Instruction.
Nothing but the lines from the one that contains "of the building" through the end of the listing should appear, set down exactly.

Data extract.
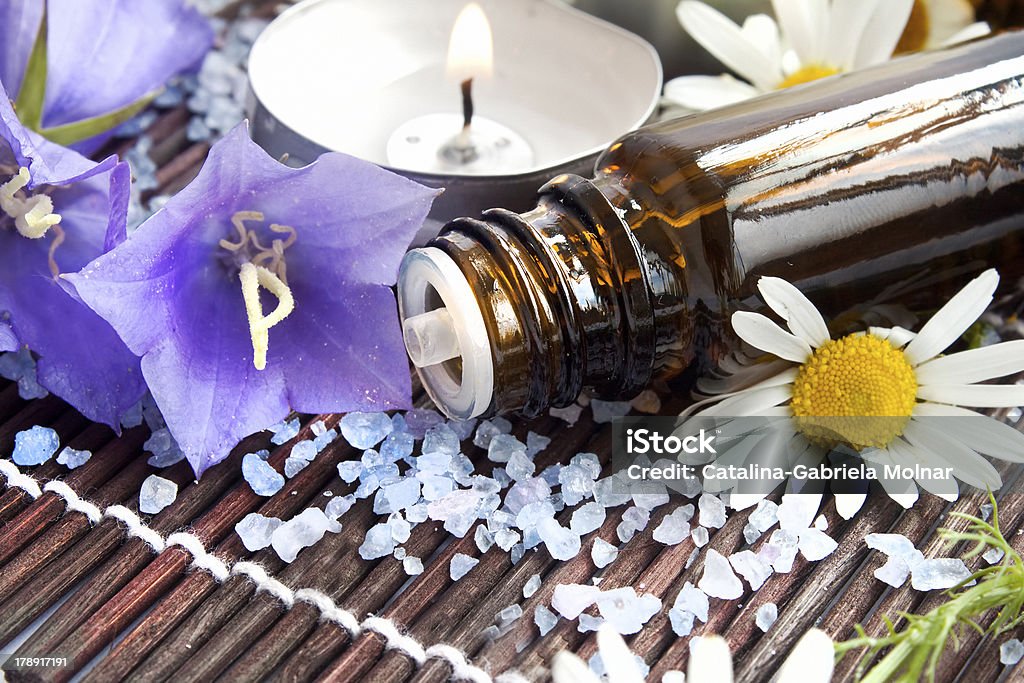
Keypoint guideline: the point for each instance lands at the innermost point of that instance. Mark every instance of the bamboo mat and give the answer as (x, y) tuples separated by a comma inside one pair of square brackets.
[(128, 600)]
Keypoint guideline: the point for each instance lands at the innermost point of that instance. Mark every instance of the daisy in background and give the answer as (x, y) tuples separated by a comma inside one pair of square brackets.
[(888, 394), (811, 662), (809, 40)]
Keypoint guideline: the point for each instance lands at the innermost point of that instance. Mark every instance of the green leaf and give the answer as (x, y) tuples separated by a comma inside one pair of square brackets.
[(86, 128), (30, 99)]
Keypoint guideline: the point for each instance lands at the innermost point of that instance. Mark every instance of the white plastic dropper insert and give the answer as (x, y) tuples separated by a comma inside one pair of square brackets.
[(441, 322)]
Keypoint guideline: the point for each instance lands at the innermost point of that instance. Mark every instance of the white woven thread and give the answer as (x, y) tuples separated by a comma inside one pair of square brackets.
[(135, 527)]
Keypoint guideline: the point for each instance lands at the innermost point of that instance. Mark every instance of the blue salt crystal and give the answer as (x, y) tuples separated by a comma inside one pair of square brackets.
[(461, 564), (263, 479), (365, 430), (284, 431), (35, 445), (73, 459), (156, 494)]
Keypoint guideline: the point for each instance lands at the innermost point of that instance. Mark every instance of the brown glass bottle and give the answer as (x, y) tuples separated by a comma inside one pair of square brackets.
[(907, 175)]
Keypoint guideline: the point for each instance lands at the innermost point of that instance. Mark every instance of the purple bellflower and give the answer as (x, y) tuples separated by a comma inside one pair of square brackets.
[(260, 289), (101, 56), (57, 212)]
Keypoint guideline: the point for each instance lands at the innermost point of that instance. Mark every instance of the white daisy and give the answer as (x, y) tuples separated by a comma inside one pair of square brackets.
[(887, 393), (811, 660), (811, 39)]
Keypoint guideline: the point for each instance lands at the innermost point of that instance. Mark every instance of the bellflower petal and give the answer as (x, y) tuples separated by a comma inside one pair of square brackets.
[(173, 293), (81, 358)]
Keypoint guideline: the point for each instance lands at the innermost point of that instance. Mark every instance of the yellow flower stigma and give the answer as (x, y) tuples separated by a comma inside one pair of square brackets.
[(859, 390), (808, 74)]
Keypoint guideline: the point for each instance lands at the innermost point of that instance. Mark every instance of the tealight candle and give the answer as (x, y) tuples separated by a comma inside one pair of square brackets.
[(387, 81)]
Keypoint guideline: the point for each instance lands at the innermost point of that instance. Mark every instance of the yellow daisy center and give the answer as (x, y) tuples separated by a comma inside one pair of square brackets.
[(918, 27), (808, 74), (858, 390)]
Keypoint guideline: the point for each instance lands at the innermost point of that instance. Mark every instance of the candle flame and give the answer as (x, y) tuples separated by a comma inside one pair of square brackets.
[(470, 48)]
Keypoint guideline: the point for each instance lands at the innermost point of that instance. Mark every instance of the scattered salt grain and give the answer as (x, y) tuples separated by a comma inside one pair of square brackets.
[(255, 530), (461, 564), (156, 494), (766, 616), (35, 445), (719, 581), (365, 430), (603, 553), (263, 479), (73, 459)]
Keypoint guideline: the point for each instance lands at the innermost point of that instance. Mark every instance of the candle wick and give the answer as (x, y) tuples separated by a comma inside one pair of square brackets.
[(467, 102)]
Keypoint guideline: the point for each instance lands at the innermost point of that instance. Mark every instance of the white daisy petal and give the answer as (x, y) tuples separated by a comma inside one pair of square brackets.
[(953, 318), (799, 313), (883, 32), (619, 660), (567, 668), (981, 432), (967, 465), (726, 41), (974, 395), (708, 92), (975, 366), (811, 660), (711, 660), (760, 332)]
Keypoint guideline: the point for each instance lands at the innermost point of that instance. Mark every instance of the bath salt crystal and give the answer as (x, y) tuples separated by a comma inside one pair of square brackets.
[(766, 616), (1011, 652), (440, 438), (719, 581), (712, 511), (751, 567), (545, 620), (256, 529), (365, 430), (570, 600), (35, 445), (765, 516), (73, 459), (815, 545), (569, 415), (606, 411), (156, 494), (603, 553), (692, 599), (284, 431), (412, 565), (378, 543), (300, 531), (461, 564), (587, 518), (263, 479), (931, 574)]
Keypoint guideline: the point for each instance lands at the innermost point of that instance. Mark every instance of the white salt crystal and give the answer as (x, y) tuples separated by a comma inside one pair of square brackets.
[(719, 581), (712, 511), (156, 494), (73, 459), (931, 574), (35, 445), (545, 620), (603, 553), (1011, 651), (766, 616), (255, 530), (461, 564), (301, 531), (365, 430)]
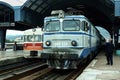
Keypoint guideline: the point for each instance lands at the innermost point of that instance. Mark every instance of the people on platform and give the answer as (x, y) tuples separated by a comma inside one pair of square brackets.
[(15, 46), (109, 49)]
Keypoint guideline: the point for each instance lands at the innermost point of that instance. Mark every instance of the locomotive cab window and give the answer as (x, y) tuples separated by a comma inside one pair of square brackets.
[(52, 26), (71, 25), (85, 26)]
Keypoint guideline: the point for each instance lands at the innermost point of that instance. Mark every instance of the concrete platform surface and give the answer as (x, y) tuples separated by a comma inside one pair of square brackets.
[(98, 70), (10, 56)]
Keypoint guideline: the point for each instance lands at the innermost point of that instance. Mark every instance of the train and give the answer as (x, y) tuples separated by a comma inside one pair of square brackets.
[(33, 43), (68, 40)]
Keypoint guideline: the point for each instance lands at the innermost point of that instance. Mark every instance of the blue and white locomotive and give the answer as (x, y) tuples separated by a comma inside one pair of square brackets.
[(67, 40)]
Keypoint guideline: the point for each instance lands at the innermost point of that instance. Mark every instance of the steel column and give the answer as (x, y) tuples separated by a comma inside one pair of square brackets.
[(2, 38)]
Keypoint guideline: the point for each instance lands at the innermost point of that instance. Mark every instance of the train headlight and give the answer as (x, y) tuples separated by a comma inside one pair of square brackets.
[(48, 43), (74, 43)]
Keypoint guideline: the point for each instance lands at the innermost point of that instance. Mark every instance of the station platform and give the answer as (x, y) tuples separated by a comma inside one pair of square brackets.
[(9, 56), (98, 70)]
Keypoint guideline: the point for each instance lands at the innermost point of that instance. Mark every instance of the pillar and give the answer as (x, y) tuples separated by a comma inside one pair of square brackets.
[(2, 38)]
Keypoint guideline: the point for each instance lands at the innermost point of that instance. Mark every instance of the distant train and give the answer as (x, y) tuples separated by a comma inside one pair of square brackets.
[(33, 43), (68, 40)]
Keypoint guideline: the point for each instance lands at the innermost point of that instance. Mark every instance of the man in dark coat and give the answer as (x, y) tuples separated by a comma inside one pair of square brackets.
[(109, 49)]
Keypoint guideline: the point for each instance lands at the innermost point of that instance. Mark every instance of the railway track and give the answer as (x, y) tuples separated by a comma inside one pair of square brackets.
[(35, 70), (21, 69)]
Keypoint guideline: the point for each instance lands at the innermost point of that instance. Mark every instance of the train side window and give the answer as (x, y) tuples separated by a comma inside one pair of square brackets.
[(85, 26)]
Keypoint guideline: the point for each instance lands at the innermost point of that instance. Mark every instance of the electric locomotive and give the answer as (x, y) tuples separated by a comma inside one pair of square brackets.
[(68, 39)]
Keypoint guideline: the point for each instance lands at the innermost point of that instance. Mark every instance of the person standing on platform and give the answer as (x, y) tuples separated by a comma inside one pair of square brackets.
[(109, 49), (15, 46)]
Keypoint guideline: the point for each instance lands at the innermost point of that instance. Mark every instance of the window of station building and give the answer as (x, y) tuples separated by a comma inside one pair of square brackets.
[(85, 26)]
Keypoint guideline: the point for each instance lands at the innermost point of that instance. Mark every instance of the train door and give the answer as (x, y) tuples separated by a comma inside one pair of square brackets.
[(86, 36)]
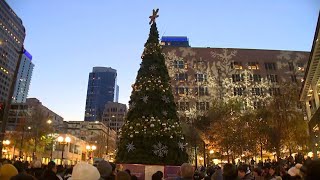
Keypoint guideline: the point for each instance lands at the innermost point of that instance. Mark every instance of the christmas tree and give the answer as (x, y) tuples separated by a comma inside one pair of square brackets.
[(152, 133)]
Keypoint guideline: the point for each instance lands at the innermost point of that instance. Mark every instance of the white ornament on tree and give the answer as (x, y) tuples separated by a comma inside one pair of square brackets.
[(181, 146), (130, 147), (153, 67), (145, 99), (160, 150), (165, 99), (165, 113)]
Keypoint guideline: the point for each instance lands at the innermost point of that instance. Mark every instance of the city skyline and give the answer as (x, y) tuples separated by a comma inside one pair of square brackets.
[(67, 45)]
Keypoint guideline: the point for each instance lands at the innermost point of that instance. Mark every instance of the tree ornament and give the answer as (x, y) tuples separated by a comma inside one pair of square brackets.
[(145, 99), (165, 99), (181, 146), (160, 150), (130, 147), (153, 67), (164, 113)]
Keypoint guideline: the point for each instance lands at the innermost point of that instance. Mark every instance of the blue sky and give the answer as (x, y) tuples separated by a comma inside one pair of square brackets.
[(68, 37)]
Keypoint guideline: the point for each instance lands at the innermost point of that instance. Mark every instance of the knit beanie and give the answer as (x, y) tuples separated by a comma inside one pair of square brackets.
[(7, 171), (85, 171)]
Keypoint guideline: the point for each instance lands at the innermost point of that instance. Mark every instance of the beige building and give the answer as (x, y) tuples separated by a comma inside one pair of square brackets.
[(114, 115), (310, 92), (95, 133), (21, 114), (200, 75)]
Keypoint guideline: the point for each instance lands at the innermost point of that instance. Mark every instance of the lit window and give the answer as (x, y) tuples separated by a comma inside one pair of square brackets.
[(253, 65), (236, 65)]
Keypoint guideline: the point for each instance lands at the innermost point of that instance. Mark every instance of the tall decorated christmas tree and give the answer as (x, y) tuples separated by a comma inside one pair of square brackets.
[(152, 132)]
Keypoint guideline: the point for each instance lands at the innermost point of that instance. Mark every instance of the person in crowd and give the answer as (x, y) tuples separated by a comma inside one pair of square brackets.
[(128, 171), (210, 172), (257, 174), (229, 172), (60, 172), (186, 171), (23, 176), (85, 171), (68, 174), (50, 172), (244, 172), (113, 172), (104, 169), (313, 170), (157, 176), (123, 175), (272, 172), (7, 171), (36, 169), (283, 173), (295, 172), (252, 162), (217, 175)]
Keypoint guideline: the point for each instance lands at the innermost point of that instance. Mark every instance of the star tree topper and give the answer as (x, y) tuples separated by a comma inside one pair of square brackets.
[(154, 16)]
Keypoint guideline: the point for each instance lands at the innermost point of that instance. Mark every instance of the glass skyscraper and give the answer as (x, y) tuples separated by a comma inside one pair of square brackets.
[(23, 79), (102, 88)]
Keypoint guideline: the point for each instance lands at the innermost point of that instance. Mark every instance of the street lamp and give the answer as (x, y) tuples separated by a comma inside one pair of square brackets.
[(63, 141), (91, 149)]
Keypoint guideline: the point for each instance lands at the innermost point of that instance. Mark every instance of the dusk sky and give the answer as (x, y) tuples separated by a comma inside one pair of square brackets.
[(68, 37)]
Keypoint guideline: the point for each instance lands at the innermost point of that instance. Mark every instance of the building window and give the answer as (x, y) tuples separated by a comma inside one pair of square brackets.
[(238, 91), (272, 77), (201, 91), (253, 65), (237, 78), (290, 65), (183, 106), (257, 91), (294, 78), (274, 91), (255, 77), (182, 77), (179, 64), (201, 77), (203, 106), (236, 65), (182, 90), (257, 104), (270, 66)]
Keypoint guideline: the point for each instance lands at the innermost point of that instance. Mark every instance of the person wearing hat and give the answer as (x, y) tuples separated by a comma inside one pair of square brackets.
[(7, 171), (84, 171)]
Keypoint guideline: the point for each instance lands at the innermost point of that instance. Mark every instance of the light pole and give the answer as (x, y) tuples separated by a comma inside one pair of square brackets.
[(22, 140), (5, 143), (4, 117), (63, 141), (90, 149), (51, 149)]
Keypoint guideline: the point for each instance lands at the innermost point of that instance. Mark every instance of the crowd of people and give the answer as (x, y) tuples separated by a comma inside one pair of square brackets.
[(103, 170)]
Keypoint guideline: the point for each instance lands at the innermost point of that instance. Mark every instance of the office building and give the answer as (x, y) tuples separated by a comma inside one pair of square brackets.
[(23, 78), (21, 116), (102, 88), (114, 115), (176, 41), (95, 133), (12, 34), (310, 92), (200, 75)]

Result.
Keypoint guideline: the point for each instance lands at the innermost point of that instance. Mark every instance of the building window and give the answer as (x, y) tuples separated by a comma inside one pair of square brackets.
[(238, 91), (272, 77), (201, 91), (253, 65), (237, 78), (290, 65), (183, 106), (257, 91), (294, 78), (274, 91), (255, 77), (182, 77), (179, 64), (201, 77), (203, 106), (236, 65), (182, 90), (257, 104), (270, 66)]
Keypoint guideline: the point for each instance lands at the innermost point of that instance. Mark every instance of the person wearing hat and give the answer as (x, y) tuples separated by a comma inside one pair of square brackets.
[(7, 171), (84, 171)]
Keypoint guideline: the point for each instance lands at the innermost point of that instance. Mark every instance of the light pole and give the answer as (x, y) tuples separated by a comma inside one pair of square brackets.
[(22, 140), (5, 143), (4, 117), (63, 141), (90, 149), (51, 149)]
Keypoint guideline: the point for each instance lands at the innermost point of that instance. Mark every instance of the crowd of people and give the answer as (x, y) tuples separated by a comma inside one pair of square brackets.
[(103, 170)]
Keypoint guideline: the point for each instance lands at the innermost point of that instance. Mark every instance of the office building and give the answer as (x, y) tuples separated by a comma inside one pair of square brackets.
[(23, 78), (21, 116), (102, 88), (114, 115), (176, 41), (95, 133), (12, 34), (310, 92), (200, 75)]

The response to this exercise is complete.